- _Texte de l'exercice_:
┄┄┄┄┄┄
Népal

Le Népal, haut-lieu de la vague hippie des années 60-70, envisage de relancer sa « ganja »

La marijuana pourrait bientôt être légalisée au Népal, les députés envisageant un retour aux politiques libérales en matière de drogue qui ont fait du pays un haut-lieu pour hippies en quête de paradis artificiels dans les années 1960 et 1970.

Il y a un demi-siècle, des milliers de jeunes routards aux cheveux longs, pour la plupart occidentaux, se pressaient à Katmandou pour goûter aux puissantes variétés de marijuana et de haschich proposées dans les magasins agréés par le gouvernement sur « Freak Street », la « rue des Affreux » nommée ainsi en référence aux hippies.

La guerre contre la drogue que Washington a menée à travers le monde, accompagnée de pressions sur les gouvernements étrangers, ont entraîné la fermeture des officines de distribution en 1973 et l’interdiction des cultures de cannabis, obligeant les agriculteurs à détruire leurs plantations.

Mais aujourd’hui, alors que les pays occidentaux assouplissent leur propre législation sur la marijuana, le gouvernement népalais et les partisans de la réforme législative estiment qu’il est temps de cesser de criminaliser sa production, profondément enracinée dans la culture et les pratiques religieuses du pays.

Peuple « puni »
« Il n’est pas justifiable qu’un pays pauvre comme le nôtre doive traiter le cannabis comme une drogue », a déclaré à l’AFP le ministre népalais de la Santé, Birodh Khatiwada, qui a parrainé la première motion parlementaire népalaise prônant la fin de l’interdiction en janvier 2020.
┄┄┄┄┄┄
- _Données enregistrées_:
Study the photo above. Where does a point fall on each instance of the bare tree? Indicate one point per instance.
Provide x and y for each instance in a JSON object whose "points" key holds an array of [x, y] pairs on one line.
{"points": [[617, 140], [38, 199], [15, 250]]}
┄┄┄┄┄┄
D'après le texte sur le cannabis au Népal, en quelle année les officines de distribution ont-elles fermé, s'il vous plaît ?

En 1973.